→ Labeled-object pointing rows
....
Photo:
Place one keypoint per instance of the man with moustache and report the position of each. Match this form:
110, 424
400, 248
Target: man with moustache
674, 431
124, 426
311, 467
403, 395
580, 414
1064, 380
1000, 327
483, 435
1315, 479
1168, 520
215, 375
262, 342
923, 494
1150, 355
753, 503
....
→ GOAL
Please rewrite all of these rows in full, requests included, multiplying every point coordinate in the answers by 0.55 and rounding to whole numbers with halves rounded up. Leave the numbers in the requests and their format samples as they are.

→ CORRECT ANSWER
Photo:
Place one keypoint per instance of the man with moustache and report the position of each. Match this form:
110, 424
400, 248
Target: man with moustache
371, 237
68, 234
171, 257
222, 217
319, 228
585, 209
550, 180
266, 239
723, 263
642, 286
118, 206
144, 188
508, 272
633, 195
414, 277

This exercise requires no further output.